◆ Objective
From the line containing "Locate each instance of the blurred field" through the last line of the entries below, repeat each line word for word and leave out the rest.

◆ Material supplied
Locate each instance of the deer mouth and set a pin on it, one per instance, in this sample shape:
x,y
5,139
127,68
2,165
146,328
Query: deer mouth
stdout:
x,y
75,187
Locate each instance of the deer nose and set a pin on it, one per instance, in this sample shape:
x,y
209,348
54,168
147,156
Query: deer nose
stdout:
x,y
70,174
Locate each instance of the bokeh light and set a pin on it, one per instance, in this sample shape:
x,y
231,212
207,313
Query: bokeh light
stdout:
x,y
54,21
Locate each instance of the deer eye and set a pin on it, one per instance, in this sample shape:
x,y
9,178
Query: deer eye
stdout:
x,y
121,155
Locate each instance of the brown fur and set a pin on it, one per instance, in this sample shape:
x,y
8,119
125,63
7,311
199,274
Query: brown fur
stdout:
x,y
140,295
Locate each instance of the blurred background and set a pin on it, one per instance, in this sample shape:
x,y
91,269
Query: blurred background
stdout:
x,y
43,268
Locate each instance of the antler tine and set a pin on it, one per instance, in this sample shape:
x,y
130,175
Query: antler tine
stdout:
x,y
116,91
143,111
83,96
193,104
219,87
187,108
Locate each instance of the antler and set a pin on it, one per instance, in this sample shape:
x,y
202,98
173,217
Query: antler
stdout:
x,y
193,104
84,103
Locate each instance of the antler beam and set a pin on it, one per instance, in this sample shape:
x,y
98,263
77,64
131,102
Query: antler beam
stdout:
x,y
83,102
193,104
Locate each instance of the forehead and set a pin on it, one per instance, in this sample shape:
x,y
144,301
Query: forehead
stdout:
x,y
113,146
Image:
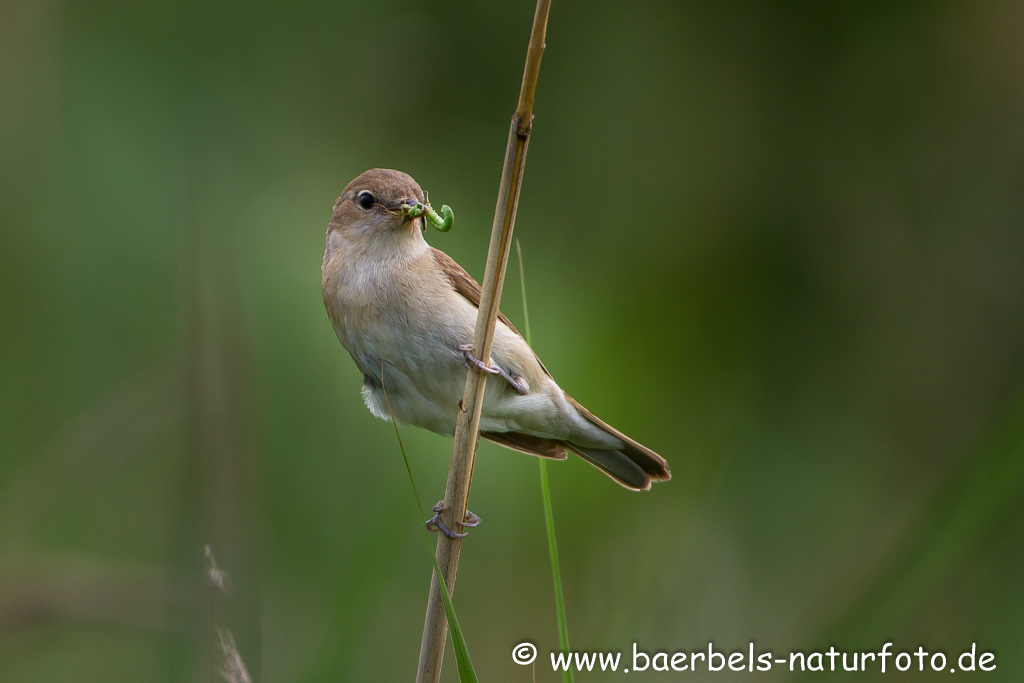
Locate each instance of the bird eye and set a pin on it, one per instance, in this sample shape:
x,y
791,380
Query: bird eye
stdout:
x,y
366,199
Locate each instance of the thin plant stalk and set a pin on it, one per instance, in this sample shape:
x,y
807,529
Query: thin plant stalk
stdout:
x,y
466,672
549,517
467,430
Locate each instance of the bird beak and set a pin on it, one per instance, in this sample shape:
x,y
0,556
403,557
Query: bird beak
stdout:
x,y
411,209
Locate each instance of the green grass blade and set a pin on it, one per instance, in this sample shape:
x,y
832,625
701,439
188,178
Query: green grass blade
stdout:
x,y
549,518
466,672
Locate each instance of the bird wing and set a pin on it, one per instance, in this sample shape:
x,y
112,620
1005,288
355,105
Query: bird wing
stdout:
x,y
471,290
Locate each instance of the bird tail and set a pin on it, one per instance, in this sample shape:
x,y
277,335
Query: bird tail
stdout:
x,y
633,466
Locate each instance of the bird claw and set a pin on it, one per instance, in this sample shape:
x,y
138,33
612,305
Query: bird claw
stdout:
x,y
517,383
435,523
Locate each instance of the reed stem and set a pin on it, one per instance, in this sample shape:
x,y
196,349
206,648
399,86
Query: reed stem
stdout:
x,y
468,422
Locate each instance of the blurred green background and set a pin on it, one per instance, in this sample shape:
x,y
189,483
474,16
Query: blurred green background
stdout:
x,y
782,244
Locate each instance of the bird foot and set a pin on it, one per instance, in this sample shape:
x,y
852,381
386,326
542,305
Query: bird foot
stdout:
x,y
517,383
435,523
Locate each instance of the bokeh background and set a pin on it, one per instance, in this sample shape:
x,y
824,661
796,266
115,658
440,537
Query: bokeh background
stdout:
x,y
782,244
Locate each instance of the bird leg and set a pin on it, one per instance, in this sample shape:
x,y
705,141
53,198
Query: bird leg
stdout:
x,y
435,523
517,383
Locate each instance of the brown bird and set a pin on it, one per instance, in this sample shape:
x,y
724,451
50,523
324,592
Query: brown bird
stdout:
x,y
406,312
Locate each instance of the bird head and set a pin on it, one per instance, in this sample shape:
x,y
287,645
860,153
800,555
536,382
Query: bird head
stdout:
x,y
370,208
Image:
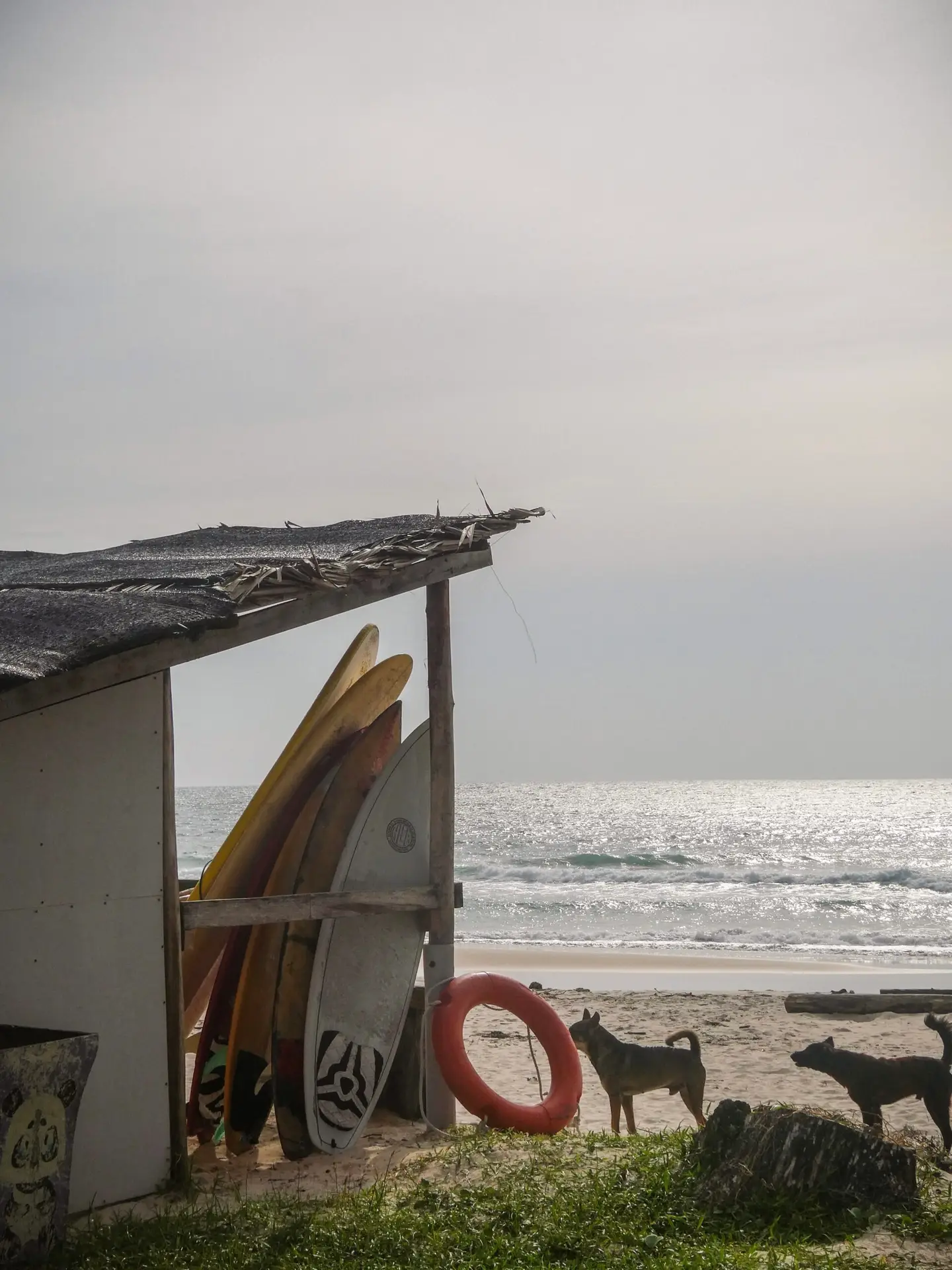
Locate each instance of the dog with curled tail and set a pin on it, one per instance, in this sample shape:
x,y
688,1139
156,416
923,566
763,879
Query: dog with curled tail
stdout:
x,y
875,1082
625,1068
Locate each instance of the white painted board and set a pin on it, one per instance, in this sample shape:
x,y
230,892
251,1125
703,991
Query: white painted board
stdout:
x,y
365,968
81,937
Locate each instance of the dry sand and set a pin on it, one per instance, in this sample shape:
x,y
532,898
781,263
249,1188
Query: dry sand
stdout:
x,y
746,1038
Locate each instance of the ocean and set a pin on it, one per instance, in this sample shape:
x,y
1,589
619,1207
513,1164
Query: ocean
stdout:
x,y
853,870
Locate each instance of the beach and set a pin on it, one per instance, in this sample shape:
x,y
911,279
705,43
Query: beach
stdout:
x,y
746,1038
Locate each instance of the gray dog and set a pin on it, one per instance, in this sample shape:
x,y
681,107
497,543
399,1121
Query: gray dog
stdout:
x,y
626,1070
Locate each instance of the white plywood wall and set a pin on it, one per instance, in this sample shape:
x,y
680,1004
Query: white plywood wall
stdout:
x,y
81,917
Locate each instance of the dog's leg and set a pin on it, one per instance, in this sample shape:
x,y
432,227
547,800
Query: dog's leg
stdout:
x,y
873,1119
616,1105
937,1107
629,1111
694,1099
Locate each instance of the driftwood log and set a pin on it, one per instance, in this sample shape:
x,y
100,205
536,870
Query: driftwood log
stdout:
x,y
744,1155
867,1002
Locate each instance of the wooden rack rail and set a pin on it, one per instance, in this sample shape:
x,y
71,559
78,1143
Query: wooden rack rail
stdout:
x,y
264,910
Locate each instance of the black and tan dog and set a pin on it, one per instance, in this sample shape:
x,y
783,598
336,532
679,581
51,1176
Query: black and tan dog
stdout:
x,y
626,1070
875,1082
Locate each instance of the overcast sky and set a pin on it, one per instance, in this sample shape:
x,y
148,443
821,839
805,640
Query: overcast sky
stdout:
x,y
681,272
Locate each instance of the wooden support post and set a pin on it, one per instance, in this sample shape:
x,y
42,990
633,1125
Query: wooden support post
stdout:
x,y
438,960
172,935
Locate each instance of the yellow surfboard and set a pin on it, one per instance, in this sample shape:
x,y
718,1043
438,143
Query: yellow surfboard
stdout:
x,y
362,702
251,1039
356,662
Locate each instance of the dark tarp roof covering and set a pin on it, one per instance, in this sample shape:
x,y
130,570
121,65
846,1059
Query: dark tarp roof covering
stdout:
x,y
63,611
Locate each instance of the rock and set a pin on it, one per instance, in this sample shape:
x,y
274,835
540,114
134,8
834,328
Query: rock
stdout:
x,y
744,1155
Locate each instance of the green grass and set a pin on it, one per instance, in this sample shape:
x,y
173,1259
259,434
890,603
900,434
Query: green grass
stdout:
x,y
507,1202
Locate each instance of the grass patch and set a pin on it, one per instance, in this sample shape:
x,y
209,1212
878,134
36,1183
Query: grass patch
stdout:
x,y
509,1202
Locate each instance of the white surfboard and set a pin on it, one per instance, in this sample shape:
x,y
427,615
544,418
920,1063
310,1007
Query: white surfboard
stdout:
x,y
365,968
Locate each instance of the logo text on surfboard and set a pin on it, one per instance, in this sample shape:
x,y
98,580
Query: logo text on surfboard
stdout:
x,y
401,835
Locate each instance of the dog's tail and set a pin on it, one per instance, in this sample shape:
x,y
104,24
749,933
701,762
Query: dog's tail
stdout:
x,y
691,1038
945,1029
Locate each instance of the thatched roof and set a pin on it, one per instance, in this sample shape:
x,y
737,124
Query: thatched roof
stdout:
x,y
59,613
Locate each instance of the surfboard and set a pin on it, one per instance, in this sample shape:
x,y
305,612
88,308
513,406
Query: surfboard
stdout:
x,y
204,1111
365,968
362,702
248,1087
357,661
325,845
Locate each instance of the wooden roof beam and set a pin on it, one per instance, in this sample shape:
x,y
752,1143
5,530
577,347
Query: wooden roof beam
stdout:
x,y
257,624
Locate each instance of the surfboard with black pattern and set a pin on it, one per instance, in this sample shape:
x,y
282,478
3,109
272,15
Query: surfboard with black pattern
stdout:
x,y
365,968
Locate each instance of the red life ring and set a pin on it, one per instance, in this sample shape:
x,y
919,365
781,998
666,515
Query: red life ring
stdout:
x,y
457,999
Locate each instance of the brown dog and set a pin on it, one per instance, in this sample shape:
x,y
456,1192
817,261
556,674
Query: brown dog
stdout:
x,y
626,1070
875,1082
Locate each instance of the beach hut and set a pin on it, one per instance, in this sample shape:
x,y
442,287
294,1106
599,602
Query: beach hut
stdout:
x,y
91,916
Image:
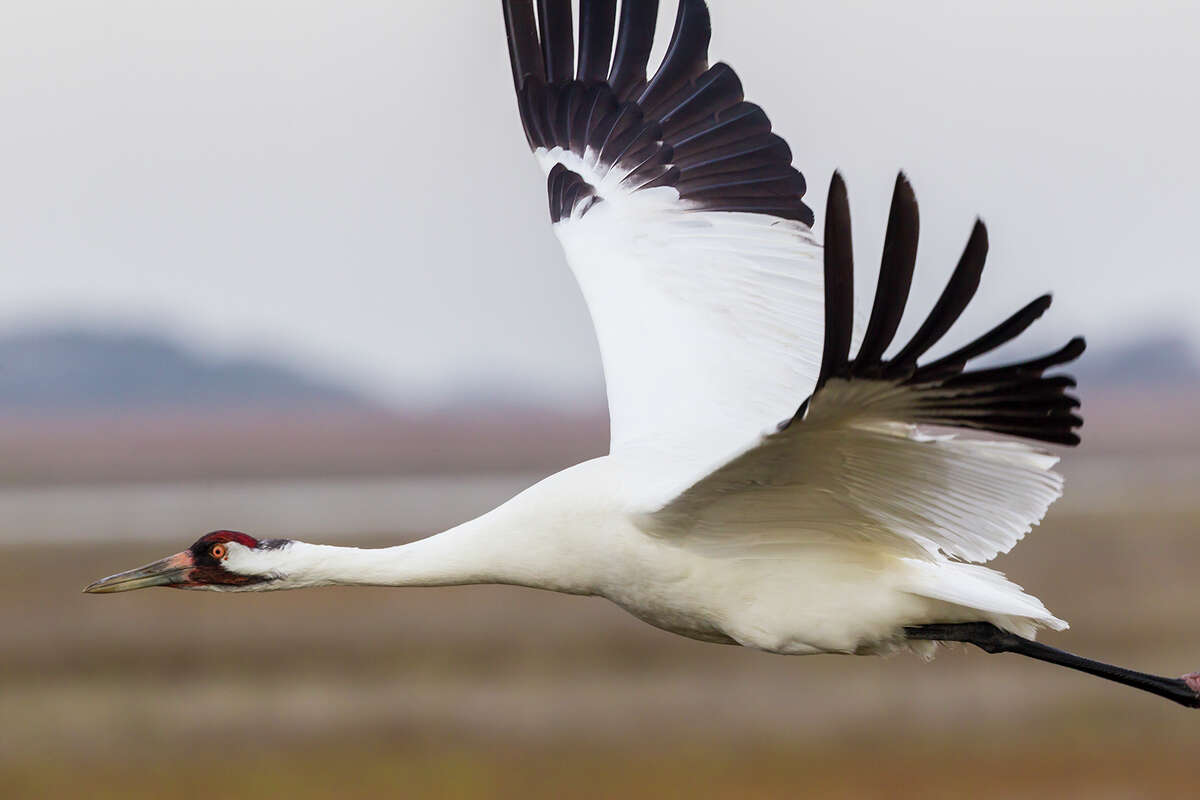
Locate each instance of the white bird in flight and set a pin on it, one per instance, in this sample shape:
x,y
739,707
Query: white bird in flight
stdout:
x,y
762,487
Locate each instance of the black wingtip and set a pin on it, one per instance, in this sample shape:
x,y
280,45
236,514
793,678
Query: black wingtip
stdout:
x,y
895,275
839,282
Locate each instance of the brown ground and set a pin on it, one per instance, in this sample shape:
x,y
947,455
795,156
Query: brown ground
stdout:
x,y
507,692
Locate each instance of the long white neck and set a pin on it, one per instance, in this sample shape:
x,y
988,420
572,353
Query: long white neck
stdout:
x,y
521,542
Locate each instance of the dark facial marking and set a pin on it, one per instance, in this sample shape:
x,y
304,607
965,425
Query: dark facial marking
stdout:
x,y
209,551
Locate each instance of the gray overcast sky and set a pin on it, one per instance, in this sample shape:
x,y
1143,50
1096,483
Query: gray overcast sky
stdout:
x,y
347,186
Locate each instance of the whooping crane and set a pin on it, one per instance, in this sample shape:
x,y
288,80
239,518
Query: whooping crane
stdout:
x,y
721,512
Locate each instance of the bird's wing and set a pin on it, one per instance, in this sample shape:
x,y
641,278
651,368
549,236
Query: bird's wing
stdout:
x,y
683,221
855,464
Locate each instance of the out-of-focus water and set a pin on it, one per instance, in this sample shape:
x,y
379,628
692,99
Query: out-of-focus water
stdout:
x,y
309,509
328,509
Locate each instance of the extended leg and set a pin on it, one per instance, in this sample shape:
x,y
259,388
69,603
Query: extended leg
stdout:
x,y
990,638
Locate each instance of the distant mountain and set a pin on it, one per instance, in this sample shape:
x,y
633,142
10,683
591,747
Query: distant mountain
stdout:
x,y
71,371
1155,360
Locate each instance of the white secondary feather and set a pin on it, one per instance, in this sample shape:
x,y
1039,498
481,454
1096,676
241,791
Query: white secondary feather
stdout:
x,y
709,323
855,469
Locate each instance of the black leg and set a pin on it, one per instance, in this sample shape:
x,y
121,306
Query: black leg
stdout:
x,y
993,639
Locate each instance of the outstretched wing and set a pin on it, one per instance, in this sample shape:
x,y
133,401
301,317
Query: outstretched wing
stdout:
x,y
683,221
853,464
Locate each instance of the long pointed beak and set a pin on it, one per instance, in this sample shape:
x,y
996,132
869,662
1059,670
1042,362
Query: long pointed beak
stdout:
x,y
168,571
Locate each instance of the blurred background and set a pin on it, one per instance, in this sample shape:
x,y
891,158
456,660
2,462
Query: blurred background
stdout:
x,y
285,268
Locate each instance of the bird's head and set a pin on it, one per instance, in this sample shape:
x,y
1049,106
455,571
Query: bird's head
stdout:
x,y
223,560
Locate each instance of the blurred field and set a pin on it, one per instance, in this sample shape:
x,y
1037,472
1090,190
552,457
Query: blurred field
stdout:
x,y
507,692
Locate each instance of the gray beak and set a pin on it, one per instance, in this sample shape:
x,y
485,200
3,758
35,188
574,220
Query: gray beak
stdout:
x,y
168,571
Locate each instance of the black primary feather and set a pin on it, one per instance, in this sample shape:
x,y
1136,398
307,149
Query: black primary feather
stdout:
x,y
1017,400
661,128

◆ Answer for the task
Locate each instance of the blurred field and set a pin on it, one per instance, in this sample shape:
x,y
1037,472
1090,190
552,457
Query: blurred field
stdout:
x,y
507,692
Locate each instance of the gray beak and set a pin on it, one per instance, in this sample shape:
x,y
485,200
3,758
35,188
574,220
Query: gray beak
stdout:
x,y
168,571
Locate each instance of the black primary feather and set a pin on it, one per instance, in this sample shape:
x,y
1136,398
307,149
Query: black primary feather
stdout:
x,y
1017,400
661,128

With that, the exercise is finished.